__Source document__.
# Bananas in rum



## Bennyboy65 (Mar 4, 2005)

This is my favorite dessert that has bananas in it.

- Fry some butter and brown sugar in a frying pan.
- Slice the bananas in half length ways.
- Add some rum into the frying pan.
- place the bananas in the frying pan.
- let the bananas fry for just under one minute then flip the bananas over and fry for just under one minute.
- serve the bananas on a plate with the rum sauce poured over the top.

This is delicious!!!!!


----------



## mudbug (Mar 4, 2005)

Isn't this the same as Bananas Foster?  hmmm, bananas, butter, brown sugar, rum.........what's not to love?


----------



## Raine (Mar 4, 2005)

sounds similar to bananas foster.


Ingredients: - 1/4 cup (1/2 stick) butter
- 1 cup brown sugar
- 1/2 teaspoon cinnamon
- 1/4 cup banana liqueur
- 4 bananas, cut in half lengthwise, then halved 
- 1/4 cup dark rum
- 4 scoops vanilla ice cream


Directions: 

Combine the butter, sugar, and cinnamon in a flambé pan or skillet. 
Place the pan over low heat either on an alcohol burner or on top of the stove, and cook, stirring, until the sugar dissolves. 
Stir in the banana liqueur, then place the bananas in the pan. 
When the banana sections soften and begin to brown, carefully add the rum. 
Continue to cook the sauce until the rum is hot, then tip the pan slightly to ignite the rum. 
When the flames subside, lift the bananas out of the pan and place four pieces over each portion of ice cream. 
Generously spoon warm sauce over the top of the ice cream and serve immediately.
Serves Four


----------

__To do__.
• 1. In the rum bananas thread, how much dark rum does the Bananas Foster recipe call for?
• 2. Copy out everything in the rum bananas thread from "Stir in the" down to "of ice cream.".

__Extracted records__.
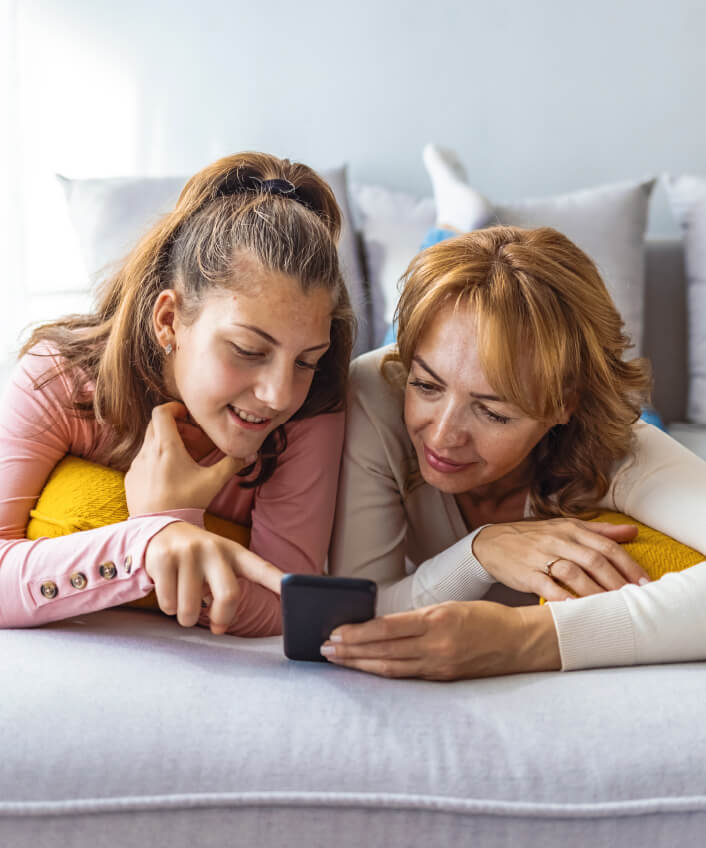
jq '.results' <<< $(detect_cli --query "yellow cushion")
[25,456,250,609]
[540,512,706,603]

---

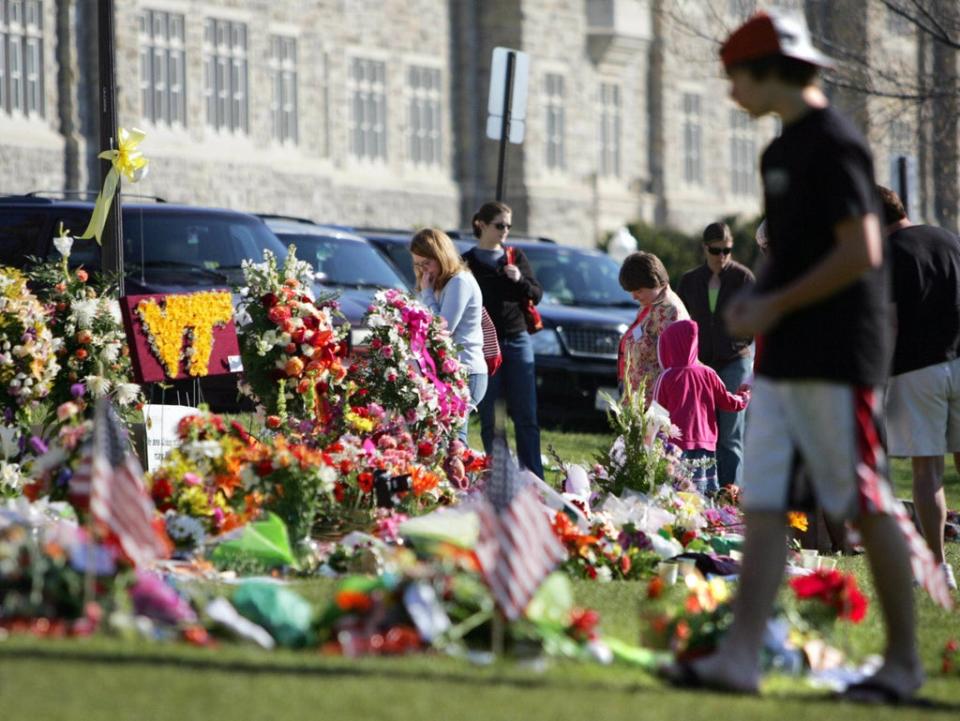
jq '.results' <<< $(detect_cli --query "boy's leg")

---

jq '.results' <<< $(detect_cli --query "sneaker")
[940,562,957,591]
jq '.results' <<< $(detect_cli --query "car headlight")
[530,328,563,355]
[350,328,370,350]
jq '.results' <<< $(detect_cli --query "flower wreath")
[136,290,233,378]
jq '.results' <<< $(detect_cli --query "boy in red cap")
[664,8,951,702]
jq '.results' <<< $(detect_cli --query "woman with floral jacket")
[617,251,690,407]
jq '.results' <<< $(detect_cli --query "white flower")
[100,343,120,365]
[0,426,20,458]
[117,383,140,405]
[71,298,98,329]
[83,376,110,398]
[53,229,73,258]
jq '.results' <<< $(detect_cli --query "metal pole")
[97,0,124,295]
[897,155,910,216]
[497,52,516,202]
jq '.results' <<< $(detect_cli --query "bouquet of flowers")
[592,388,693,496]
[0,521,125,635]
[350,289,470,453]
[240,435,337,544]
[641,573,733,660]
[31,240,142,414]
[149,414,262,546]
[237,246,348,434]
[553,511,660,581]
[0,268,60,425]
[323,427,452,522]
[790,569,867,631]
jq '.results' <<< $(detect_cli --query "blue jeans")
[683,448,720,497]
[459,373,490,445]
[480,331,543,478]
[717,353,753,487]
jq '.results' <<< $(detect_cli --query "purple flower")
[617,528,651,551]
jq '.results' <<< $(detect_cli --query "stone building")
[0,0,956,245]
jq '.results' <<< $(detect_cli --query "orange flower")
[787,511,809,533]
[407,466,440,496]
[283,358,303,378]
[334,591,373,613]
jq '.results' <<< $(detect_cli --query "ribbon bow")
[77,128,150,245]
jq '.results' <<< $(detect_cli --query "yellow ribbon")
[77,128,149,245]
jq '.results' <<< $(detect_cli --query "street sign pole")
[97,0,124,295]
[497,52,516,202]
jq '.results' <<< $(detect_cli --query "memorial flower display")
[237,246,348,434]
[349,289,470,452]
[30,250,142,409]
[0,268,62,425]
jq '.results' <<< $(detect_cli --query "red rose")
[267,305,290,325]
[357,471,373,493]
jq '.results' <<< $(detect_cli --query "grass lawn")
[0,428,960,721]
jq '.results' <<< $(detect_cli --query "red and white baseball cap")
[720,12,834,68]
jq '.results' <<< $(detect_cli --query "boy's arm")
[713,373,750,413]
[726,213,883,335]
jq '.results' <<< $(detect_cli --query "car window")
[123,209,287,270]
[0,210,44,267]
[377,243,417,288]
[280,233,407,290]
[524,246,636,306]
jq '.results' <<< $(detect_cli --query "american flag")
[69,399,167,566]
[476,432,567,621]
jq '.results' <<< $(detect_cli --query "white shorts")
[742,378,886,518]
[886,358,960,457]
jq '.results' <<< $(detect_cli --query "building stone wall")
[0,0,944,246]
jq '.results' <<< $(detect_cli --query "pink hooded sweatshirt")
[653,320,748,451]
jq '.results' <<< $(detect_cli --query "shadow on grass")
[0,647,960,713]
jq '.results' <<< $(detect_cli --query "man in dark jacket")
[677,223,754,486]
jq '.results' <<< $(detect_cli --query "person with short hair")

__Solutions to the tasks__.
• 1. 1/4 cup

• 2.
Stir in the banana liqueur, then place the bananas in the pan. 
When the banana sections soften and begin to brown, carefully add the rum. 
Continue to cook the sauce until the rum is hot, then tip the pan slightly to ignite the rum. 
When the flames subside, lift the bananas out of the pan and place four pieces over each portion of ice cream.